• [Given instruction]: Find each line in the records below that contains the string "target", matching case exactly, and copy those lines.

^^^^^^^^

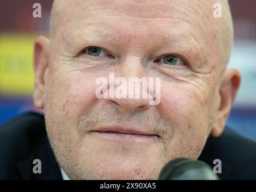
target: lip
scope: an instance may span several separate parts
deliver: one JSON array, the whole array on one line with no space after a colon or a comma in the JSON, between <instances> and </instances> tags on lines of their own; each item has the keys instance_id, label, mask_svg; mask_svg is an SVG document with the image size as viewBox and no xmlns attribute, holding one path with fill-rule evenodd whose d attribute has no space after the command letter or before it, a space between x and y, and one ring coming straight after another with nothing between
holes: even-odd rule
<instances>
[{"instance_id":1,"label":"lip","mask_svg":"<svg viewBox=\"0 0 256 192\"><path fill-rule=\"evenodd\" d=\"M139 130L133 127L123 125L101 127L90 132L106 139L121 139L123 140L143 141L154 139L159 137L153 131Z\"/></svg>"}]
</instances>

^^^^^^^^

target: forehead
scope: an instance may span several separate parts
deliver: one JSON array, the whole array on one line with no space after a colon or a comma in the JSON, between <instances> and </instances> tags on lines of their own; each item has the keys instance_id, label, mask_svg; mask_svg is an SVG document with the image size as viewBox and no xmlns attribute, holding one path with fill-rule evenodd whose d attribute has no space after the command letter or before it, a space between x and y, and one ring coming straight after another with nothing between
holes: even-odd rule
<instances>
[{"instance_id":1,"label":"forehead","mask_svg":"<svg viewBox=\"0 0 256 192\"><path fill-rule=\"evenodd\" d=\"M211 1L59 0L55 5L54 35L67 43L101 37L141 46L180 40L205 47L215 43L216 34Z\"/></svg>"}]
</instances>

^^^^^^^^

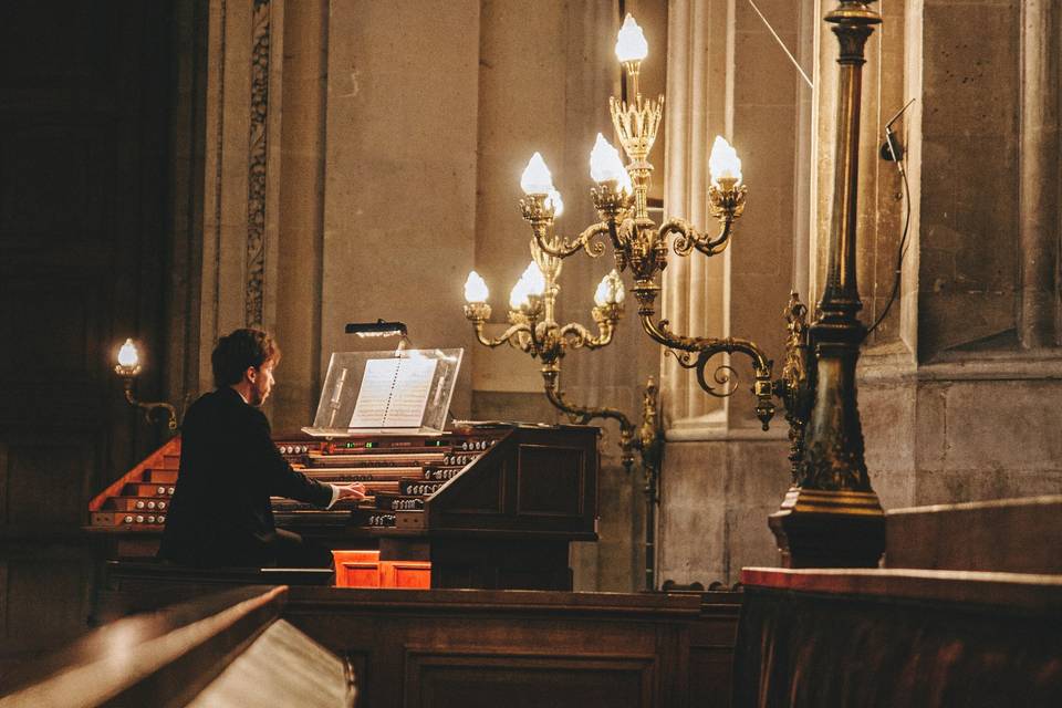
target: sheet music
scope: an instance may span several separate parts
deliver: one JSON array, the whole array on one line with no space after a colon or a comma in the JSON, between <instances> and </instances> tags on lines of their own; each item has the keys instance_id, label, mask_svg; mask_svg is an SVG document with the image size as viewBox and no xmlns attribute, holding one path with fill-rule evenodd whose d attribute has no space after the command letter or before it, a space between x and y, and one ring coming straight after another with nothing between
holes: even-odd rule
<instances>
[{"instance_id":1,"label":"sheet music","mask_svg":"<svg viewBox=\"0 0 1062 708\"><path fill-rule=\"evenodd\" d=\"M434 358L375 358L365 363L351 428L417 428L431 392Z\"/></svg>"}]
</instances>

^^^^^^^^

• [Task output]:
target: lip
target: forehead
target: sheet music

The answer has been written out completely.